## Source
## begin
The season begins in August with draft night and runs through the 17-week football season. Teams select a roster of players whose statistical performance determines scoring for their virtual team throughout the season.

Leagues vary in size and composition: Some are tight groups within a single firm and include everyone from associates to managing directors, while others span multiple firms and are bound together by college affiliation. Teams like the Kosher Pigskins, Hedge Fund Whore, Milk Money and the Banana Hammocks compete for a small purse and big bragging rights.

In the Black Knights league, which is run by commissioner Chip Krotee, a West Point grad and head trader at hedge fund Stonebrook, general managers gathered on draft night for pizza and wings courtesy of Domino's, a Stone-brook holding at the time. "Trying to help earnings," jokes Krotee. Five days prior to draft night, the picking order is assigned according to who makes the best guess about where the Dow closes.

At the end of the season the winner is awarded a Jostens championship ring complete with team, name and cubic zirconia, but players say it's the glory, not the ring, that matters.

Crunching the numbers

Krotee has a shot at winning this year - his record is currently 5-1. He attributes his success to "a lot of relative value" in Eagles' running back Brian Westbrook, not a favorite in the fantasy draft because of past injuries but a pick who has outperformed because of extra time on the field this season.

Krotee also credits his textbook-thick Excel model. "It is as proprietary as any model I would run in my fund," he says. But like most investors, he also heeds superstition-particularly the Madden Curse: When a player appears on the cover of video game "Madden NFL Football," it's time to short that player.
## end
## What needs to be done
Rewrite the fantasy football passage, beginning at the words "Leagues vary in" and stopping after "the Dow closes.", with "Black Knights" changed to "Iron Knights". The rows are not needed.

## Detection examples
## begin
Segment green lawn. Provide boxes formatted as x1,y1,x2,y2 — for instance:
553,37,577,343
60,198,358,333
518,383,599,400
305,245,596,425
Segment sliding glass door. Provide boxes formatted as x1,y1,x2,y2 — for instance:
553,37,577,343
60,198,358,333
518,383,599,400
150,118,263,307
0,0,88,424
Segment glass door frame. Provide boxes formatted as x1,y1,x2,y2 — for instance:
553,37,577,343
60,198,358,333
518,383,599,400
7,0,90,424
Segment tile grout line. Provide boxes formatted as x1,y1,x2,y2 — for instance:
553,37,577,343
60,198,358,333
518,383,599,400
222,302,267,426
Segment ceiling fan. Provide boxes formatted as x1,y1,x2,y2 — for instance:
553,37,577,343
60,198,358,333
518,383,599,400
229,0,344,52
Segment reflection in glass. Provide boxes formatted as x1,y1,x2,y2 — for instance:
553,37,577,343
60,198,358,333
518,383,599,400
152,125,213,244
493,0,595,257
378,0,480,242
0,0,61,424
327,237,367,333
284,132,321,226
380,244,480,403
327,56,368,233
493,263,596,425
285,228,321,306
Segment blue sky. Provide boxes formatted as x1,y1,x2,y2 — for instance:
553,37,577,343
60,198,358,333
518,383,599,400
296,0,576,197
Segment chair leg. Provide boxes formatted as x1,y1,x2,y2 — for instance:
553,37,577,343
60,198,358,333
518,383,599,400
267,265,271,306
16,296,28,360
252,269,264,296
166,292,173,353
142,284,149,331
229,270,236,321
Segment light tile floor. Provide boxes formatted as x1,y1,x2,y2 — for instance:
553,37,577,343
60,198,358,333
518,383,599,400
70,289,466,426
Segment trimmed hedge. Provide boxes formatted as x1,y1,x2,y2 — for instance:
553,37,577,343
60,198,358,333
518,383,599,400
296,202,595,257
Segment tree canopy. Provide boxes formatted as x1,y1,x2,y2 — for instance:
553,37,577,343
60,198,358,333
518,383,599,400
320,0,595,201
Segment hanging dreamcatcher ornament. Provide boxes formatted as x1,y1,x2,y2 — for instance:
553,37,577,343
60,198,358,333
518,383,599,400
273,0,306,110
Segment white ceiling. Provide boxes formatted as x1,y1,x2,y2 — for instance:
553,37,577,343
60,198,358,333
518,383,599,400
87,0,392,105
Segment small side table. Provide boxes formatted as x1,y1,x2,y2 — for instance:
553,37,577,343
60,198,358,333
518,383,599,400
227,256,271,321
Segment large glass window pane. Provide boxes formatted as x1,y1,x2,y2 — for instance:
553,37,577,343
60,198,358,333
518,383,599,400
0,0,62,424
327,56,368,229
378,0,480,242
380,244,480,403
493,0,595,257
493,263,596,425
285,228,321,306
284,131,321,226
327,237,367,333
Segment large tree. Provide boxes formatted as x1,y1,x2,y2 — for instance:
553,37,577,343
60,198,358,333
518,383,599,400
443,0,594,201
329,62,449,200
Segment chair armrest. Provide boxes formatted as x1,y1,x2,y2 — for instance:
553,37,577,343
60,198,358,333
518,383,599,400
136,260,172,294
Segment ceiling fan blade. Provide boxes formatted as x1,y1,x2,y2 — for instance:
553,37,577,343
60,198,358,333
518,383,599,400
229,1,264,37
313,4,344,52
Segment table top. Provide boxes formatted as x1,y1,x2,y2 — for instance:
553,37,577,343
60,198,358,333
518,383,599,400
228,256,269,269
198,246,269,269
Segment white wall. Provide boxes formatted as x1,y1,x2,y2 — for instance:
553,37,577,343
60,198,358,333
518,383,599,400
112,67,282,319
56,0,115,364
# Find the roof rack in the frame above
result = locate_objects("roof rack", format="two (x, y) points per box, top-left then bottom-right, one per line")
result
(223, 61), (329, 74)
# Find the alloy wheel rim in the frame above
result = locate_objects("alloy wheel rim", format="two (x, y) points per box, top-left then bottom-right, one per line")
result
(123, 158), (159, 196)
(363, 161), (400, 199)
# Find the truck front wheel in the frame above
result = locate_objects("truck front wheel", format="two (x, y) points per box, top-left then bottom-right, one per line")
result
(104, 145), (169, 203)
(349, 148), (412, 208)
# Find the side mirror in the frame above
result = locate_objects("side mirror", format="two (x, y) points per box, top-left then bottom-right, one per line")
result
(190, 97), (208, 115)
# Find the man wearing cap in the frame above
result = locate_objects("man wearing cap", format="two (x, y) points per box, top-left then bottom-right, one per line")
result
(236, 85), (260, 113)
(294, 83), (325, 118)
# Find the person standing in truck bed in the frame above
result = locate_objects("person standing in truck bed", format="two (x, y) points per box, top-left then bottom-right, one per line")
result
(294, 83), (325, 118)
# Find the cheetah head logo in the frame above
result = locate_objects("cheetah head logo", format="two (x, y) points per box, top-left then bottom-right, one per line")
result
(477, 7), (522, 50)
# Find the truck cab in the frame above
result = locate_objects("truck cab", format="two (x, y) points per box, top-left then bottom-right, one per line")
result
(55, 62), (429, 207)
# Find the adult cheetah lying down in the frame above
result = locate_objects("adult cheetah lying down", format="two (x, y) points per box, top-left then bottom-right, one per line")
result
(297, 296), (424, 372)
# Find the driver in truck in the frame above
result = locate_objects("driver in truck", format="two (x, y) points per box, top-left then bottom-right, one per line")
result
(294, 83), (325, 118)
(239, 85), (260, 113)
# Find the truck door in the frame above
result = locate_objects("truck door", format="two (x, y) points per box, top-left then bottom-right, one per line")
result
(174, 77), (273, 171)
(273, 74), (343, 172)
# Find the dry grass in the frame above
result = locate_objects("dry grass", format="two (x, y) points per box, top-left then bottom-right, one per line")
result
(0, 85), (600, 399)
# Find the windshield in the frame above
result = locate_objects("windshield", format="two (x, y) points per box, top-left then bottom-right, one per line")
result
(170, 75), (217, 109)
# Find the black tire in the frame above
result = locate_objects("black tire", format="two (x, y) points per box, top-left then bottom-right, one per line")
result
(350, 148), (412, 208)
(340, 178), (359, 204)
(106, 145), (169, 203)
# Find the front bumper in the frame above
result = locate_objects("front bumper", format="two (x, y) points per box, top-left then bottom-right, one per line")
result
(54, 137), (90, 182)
## end
## begin
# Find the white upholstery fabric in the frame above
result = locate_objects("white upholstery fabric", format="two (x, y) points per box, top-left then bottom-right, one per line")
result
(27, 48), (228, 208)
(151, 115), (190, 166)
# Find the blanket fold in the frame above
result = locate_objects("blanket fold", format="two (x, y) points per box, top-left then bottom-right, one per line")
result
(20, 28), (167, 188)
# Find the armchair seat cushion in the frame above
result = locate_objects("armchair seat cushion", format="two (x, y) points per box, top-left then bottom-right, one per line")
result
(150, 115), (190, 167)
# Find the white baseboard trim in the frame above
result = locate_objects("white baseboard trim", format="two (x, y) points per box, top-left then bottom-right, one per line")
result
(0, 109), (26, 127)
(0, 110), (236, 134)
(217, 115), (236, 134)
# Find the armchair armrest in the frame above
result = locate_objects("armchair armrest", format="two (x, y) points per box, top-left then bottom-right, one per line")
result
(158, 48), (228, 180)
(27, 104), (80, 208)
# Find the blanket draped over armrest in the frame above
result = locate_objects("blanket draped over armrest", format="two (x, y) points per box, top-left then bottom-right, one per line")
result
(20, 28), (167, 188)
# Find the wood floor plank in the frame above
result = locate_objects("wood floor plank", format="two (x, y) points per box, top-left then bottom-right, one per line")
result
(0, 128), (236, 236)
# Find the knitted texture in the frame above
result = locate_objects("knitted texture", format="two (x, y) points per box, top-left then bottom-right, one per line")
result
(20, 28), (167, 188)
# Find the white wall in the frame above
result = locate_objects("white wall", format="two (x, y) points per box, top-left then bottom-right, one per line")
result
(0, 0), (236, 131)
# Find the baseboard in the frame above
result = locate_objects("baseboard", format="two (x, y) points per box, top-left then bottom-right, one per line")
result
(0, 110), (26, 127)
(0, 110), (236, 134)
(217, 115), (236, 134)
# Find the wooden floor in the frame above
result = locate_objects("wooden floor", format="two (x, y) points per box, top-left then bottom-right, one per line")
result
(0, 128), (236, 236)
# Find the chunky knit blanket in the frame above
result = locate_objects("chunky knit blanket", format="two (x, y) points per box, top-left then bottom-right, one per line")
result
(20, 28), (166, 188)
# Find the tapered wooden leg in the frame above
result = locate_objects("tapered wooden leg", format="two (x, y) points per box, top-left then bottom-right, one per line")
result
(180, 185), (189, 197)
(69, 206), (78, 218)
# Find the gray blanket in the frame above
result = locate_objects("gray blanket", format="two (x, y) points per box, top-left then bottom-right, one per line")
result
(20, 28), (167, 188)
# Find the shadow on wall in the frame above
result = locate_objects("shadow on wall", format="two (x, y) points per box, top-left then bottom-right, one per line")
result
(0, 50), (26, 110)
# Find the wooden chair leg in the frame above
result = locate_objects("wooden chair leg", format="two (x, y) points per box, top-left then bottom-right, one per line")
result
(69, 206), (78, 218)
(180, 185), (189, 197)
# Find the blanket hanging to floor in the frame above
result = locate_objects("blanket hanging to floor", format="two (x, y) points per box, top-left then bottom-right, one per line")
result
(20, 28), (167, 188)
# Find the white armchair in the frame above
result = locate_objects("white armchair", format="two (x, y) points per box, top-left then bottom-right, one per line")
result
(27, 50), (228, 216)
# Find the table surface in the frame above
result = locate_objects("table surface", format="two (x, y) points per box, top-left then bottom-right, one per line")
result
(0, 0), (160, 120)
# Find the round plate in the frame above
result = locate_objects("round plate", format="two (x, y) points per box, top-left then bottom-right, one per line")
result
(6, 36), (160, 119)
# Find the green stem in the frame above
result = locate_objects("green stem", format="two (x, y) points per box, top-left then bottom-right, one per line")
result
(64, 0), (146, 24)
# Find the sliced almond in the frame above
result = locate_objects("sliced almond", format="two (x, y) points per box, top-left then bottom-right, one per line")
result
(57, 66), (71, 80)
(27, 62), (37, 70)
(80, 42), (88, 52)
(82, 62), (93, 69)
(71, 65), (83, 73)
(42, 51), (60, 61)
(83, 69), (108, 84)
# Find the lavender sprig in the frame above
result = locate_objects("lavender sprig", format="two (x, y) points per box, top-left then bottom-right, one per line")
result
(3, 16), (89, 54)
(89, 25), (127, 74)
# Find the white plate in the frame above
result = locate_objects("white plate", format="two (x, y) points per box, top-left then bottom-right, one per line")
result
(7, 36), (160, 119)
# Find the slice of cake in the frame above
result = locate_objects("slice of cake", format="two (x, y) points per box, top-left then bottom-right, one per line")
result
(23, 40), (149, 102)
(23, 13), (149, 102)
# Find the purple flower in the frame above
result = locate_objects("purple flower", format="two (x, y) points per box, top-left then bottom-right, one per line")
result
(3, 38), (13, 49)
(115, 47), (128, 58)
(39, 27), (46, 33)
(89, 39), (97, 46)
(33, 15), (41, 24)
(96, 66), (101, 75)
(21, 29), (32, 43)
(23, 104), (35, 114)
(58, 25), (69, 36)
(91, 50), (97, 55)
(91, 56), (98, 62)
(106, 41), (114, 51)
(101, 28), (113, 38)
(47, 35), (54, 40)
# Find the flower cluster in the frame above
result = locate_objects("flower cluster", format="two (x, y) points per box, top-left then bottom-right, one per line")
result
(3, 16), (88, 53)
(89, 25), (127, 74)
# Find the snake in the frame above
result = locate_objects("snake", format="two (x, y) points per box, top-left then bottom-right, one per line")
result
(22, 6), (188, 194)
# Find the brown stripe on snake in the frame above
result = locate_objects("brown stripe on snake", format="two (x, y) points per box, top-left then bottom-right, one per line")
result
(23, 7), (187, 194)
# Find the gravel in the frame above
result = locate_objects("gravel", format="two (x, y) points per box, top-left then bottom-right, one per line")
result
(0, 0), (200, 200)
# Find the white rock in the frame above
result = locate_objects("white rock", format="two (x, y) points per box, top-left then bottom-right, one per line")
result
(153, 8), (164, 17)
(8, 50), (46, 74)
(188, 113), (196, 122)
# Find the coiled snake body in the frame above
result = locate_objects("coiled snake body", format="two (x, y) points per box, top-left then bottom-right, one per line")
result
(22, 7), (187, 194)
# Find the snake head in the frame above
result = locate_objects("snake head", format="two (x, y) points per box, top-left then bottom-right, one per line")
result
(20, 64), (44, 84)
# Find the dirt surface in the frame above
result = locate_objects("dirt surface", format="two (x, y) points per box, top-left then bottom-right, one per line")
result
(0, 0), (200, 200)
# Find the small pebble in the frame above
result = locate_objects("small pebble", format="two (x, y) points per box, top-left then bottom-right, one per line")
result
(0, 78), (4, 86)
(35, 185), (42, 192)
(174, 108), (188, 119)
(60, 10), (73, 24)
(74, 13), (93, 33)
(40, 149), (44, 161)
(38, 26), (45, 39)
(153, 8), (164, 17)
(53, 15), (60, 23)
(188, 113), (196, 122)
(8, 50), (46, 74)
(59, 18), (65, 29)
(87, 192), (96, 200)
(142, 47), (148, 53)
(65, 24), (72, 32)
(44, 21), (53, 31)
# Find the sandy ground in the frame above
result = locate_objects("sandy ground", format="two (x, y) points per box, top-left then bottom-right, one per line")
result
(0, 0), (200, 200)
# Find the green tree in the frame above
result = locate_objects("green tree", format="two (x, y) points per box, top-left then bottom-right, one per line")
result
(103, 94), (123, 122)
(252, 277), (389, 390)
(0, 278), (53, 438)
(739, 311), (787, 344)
## end
## begin
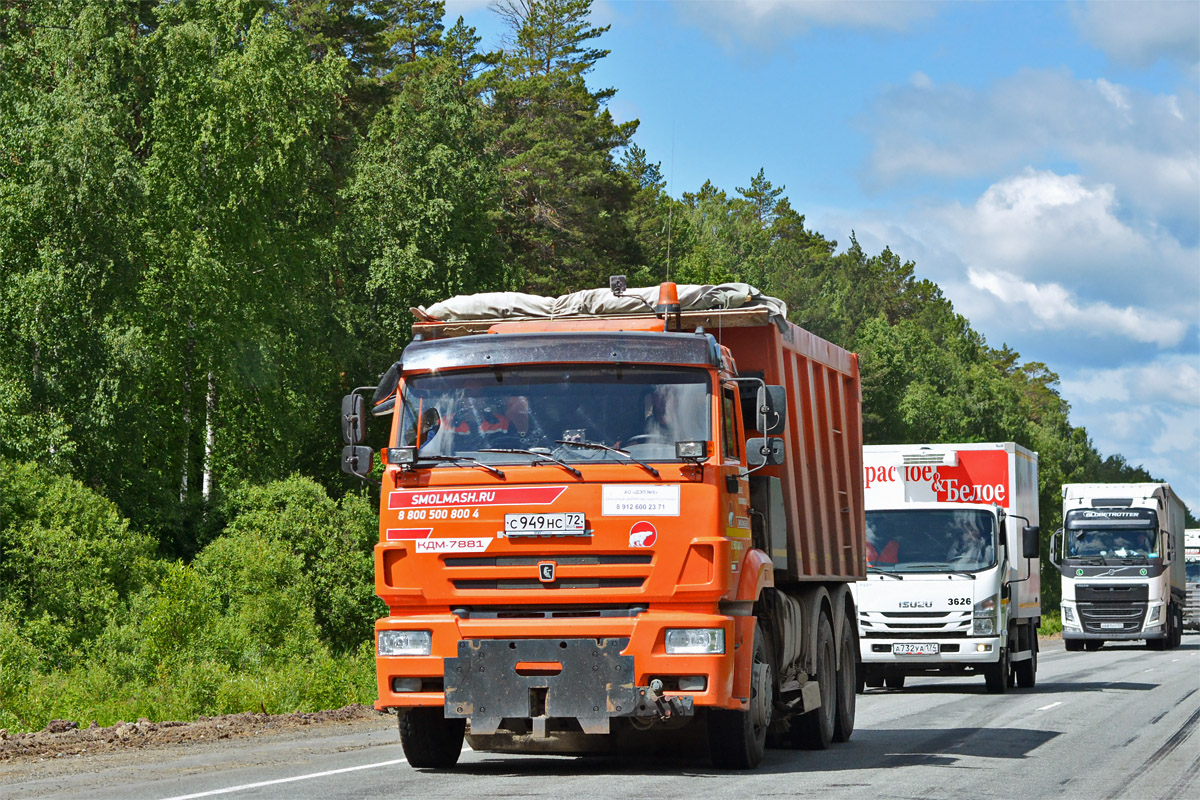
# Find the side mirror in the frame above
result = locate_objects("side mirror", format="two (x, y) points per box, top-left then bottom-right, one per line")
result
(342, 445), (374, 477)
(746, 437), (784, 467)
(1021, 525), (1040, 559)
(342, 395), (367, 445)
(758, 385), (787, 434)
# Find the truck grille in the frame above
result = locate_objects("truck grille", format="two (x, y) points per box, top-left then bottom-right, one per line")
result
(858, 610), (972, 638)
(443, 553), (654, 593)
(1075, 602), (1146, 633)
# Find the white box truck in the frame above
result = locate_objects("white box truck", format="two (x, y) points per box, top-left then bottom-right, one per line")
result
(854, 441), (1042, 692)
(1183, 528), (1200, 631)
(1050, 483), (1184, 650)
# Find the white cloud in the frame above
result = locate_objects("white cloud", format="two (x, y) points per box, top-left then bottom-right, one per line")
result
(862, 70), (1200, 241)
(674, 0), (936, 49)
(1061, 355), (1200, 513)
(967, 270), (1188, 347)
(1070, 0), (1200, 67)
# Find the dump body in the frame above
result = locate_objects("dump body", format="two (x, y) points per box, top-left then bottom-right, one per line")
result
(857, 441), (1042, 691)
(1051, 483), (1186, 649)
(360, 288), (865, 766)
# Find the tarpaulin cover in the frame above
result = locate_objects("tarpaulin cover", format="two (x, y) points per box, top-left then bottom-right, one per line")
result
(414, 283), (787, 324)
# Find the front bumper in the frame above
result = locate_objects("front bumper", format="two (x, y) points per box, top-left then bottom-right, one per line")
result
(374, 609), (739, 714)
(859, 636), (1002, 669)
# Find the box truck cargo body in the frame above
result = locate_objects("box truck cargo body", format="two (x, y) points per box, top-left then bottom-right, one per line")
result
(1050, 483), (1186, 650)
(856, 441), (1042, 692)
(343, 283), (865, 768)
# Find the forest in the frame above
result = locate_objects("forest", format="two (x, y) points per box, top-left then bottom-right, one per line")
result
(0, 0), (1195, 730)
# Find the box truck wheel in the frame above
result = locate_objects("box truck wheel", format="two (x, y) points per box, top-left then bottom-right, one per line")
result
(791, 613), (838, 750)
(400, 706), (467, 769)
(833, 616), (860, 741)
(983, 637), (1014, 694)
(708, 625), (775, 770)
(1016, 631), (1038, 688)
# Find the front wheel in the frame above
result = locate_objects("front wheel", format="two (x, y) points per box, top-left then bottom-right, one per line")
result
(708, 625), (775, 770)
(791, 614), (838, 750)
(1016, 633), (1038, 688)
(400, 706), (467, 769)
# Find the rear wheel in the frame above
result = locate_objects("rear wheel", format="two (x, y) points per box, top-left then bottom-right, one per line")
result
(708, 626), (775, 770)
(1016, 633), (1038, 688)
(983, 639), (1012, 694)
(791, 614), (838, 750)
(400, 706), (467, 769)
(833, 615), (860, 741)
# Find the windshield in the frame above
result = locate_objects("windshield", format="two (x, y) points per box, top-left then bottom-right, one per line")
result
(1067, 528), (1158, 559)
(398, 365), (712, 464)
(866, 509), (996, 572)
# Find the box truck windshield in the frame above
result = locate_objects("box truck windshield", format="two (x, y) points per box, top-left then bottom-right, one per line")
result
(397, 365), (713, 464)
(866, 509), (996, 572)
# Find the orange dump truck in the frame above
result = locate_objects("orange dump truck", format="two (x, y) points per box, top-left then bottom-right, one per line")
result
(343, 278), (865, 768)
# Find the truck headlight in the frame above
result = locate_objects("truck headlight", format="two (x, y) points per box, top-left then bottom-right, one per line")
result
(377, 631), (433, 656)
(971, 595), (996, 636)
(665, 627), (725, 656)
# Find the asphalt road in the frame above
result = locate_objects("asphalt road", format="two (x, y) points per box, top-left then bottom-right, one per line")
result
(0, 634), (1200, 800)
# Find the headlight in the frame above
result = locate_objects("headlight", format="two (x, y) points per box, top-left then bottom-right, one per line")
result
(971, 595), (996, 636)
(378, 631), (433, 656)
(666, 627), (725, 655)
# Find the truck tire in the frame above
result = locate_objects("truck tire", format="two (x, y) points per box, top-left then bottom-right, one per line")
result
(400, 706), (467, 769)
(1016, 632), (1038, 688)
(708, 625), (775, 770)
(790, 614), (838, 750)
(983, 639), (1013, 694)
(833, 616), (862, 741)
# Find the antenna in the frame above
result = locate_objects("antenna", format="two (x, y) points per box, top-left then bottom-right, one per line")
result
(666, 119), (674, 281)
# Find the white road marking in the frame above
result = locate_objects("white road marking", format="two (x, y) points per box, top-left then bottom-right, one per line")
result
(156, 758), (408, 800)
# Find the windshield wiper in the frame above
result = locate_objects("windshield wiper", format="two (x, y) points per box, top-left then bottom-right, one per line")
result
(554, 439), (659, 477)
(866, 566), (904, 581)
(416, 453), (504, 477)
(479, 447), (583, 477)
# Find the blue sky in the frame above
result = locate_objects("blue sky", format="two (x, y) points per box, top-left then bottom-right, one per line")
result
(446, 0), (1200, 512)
## end
## Correct result
Leagues vary in size and composition: Some are tight groups within a single firm and include everyone from associates to managing directors, while others span multiple firms and are bound together by college affiliation. Teams like the Kosher Pigskins, Hedge Fund Whore, Milk Money and the Banana Hammocks compete for a small purse and big bragging rights.

In the Iron Knights league, which is run by commissioner Chip Krotee, a West Point grad and head trader at hedge fund Stonebrook, general managers gathered on draft night for pizza and wings courtesy of Domino's, a Stone-brook holding at the time. "Trying to help earnings," jokes Krotee. Five days prior to draft night, the picking order is assigned according to who makes the best guess about where the Dow closes.